## WHAT THE TASK REQUIRES:
Find every line in the material that contains the word "query", matching case exactly, and copy each one.

[Coordinate annotation records]
★ ★ ★ ★ ★ ★ ★

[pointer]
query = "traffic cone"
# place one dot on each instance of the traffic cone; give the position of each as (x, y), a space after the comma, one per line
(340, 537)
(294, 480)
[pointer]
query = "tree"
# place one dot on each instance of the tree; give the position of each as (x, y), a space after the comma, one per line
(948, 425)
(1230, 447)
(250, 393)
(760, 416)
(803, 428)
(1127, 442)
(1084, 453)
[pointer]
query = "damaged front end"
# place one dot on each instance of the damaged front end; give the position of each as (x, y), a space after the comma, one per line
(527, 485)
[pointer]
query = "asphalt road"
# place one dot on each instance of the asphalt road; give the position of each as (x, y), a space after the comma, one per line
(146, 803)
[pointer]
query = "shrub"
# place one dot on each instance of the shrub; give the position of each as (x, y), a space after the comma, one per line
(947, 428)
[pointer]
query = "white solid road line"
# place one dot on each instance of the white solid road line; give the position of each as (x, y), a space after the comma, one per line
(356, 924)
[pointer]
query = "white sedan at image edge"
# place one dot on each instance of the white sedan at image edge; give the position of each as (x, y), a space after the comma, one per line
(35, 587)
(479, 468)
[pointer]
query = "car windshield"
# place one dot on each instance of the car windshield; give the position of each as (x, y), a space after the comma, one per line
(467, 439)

★ ★ ★ ★ ★ ★ ★

## ANSWER TO THIS EXERCISE:
query = "traffic cone"
query = "tree"
query = "damaged front end"
query = "asphalt road"
query = "shrub"
query = "white solid road line"
query = "white sedan at image edge"
query = "car windshield"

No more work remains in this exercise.